> **TEXT BLOCK**
<<<<

[sheepdog] [RFC] create onode before uploading object completed

Wed Jan 8 03:55:21 CET 2014

On Wed, Jan 08, 2014 at 11:12:41AM +0900, MORITA Kazutaka wrote:
> At Wed, 8 Jan 2014 09:34:00 +0800,
> Robin Dong wrote:
> > 
> > > At Mon, 6 Jan 2014 17:16:22 +0800,
> > > Robin Dong wrote:
> > > >
> > > > Hi All,
> > > >
> > > > At present, the implemention of swift interface for creating object in
> > > > sheepdog is:
> > > >
> > > > 1. lock container
> > > > 2. check whether the onode with same object name is exists.
> > > > 3. unlock container
> > > > 4. upload object
> > > > 5. create onode
> > > >
> > > > this sequence have a problem: if two clients uploading same objects
> > > > concurrently, it will create two
> > > > objects with same names in container.To avoid duplicated names, we must
> > > put
> > > > "create onode"
> > > > operation in container lock regions.
> > > >
> > > > Therefore we need to change the processes of creating object to:
> > > >
> > > > 1. lock container
> > > > 2. check whether the onode is exists.
> > > > 3. allocate data space for object, and create onode, then write it done
> > > > 4. unlock container
> > > > 5. upload object
> > > >
> > > > this routine will avoid uploading duplicated objects.
> > > >
> > > > There is an exception on the new routine: if the client halt the
> > > uploading
> > > > progress, we will have a
> > > > "uploading uncompleted" onode.
> > > > I think this problem is easy to solve: we can add code for onode to
> > > > identify its status.
> > > > A new onode will be set to "INIT", and after uploading completed, the
> > > onode
> > > > will be set to  "COMPLETED".
> > >
> > > Then, the procedure will be as follows?
> > >
> > >   1. lock container
> > >   2. check whether the onode is exists.
> > >   3. allocate data space for object, and create onode, then write it done
> > >   4. mark the onode as "INIT"
> > >   5. unlock container
> > >   6. upload object
> > >   7. mark the onode as "COMPLETED"
> > >
> > > I'm not against this suggestion, but I'm wondering whether we can get
> > > enough performance with this approach.  IIUC, this introduces
> > > additional write requests to the created onode at 7.
> > >
> > 
> > Hi  MORITA,
> > 
> > We may only write the status (may be a "uint_8" type) of onode back at 7. So
> > the performance will not be hurted too much.
> > 
> > 
> > > I've been evaluating Swift these days and noticed that Swift can
> > > process thousands of PUT requests per second with only 3 nodes and 100
> > > disks.  Can Sheepdog achieve similar or better performance with the
> > > suggestion?
> > >
> > 
> > At present, the bottleneck of swift on sheepdog is the distributed-lock on
> > each container.
> > Therefore if we send PUT requests on different one hundred containers, I
> > think sheepdog could
> > achieve the similar performance with the suggestion.
> 
> Okay. I think this should be documented somewhere.  I know some
> benchmark tools for Swift which tries to create many objects on one
> container.  Note that Swift shows high performance even if all the
> requests are against one container.

I guess you can test it with local driver + sheepdog http, which should be
current max throughput and lock overhead would be small enough to evaluate the
performance of http code.

Thanks
Yuan

>>>>

> **GIVEN REQUEST 1**
Rewrite the entries from the line containing "Task: tag the front bumper" down through the last entry, keeping every request unchanged and shifting each coordinate in the answers up by 13.
The entries are unrelated to the thread above.

> **ITEMS**

<<<<

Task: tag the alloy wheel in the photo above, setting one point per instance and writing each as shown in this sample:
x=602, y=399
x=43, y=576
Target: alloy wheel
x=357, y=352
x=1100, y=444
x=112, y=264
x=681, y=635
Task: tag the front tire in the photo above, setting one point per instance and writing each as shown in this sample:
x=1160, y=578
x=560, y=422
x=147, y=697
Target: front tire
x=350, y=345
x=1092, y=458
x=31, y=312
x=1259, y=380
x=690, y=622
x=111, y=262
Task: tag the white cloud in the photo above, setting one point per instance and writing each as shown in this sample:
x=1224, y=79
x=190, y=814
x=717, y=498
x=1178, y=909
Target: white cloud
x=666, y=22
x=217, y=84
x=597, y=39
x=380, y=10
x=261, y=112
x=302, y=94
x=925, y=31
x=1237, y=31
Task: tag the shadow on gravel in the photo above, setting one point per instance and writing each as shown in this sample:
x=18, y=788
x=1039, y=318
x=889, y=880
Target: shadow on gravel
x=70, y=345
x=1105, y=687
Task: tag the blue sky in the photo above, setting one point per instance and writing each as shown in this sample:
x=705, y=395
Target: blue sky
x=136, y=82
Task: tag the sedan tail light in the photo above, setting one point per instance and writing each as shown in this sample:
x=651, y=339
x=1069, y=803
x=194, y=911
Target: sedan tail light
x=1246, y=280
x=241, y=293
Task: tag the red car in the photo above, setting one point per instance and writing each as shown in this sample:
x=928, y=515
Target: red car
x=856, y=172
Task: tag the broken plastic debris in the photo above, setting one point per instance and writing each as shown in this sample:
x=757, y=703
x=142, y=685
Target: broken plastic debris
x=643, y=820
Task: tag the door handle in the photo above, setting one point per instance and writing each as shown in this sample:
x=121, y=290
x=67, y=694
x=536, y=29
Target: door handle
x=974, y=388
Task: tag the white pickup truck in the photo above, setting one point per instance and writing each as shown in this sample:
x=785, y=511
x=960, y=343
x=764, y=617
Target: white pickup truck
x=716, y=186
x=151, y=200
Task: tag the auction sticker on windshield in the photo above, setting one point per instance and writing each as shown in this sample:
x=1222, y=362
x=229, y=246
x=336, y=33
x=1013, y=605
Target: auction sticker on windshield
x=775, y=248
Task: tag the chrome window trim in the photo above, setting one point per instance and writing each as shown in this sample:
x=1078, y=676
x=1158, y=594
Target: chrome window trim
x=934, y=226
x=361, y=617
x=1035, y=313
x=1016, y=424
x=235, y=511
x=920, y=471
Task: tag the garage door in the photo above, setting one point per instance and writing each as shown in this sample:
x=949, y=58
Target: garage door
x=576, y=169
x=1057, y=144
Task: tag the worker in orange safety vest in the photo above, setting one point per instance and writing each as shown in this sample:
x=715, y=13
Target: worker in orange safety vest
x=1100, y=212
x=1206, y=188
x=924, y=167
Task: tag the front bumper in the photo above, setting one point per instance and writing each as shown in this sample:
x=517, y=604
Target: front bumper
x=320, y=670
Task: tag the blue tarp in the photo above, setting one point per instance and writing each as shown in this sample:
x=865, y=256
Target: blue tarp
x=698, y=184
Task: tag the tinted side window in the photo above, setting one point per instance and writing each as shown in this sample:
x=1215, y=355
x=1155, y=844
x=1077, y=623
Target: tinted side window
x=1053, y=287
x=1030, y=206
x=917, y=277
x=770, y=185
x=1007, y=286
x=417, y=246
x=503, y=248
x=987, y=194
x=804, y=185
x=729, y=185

>>>>

> **GIVEN REQUEST 2**
According to the thread, why must the "create onode" step be moved inside the container lock?

> **TASK RESULT 1**
Task: tag the front bumper in the photo above, setting one point per instance and writing each as shown in this sample:
x=517, y=604
Target: front bumper
x=333, y=683
Task: tag the blue tarp in the photo above, setting one point per instance and writing each as shown in this sample:
x=865, y=256
Target: blue tarp
x=711, y=197
Task: tag the tinted side window in the photo above, setting one point per instance and writing each as shown in this sample:
x=1215, y=355
x=1155, y=844
x=1077, y=623
Target: tinted side window
x=1066, y=300
x=1043, y=219
x=930, y=290
x=783, y=198
x=1020, y=299
x=430, y=259
x=516, y=261
x=1000, y=207
x=817, y=198
x=742, y=198

> **TASK RESULT 2**
In the current sequence, the onode is created only after the container is unlocked and the object is uploaded. If two clients upload the same object concurrently, this can produce two objects with the same name in the container. Putting "create onode" inside the locked region avoids those duplicate names.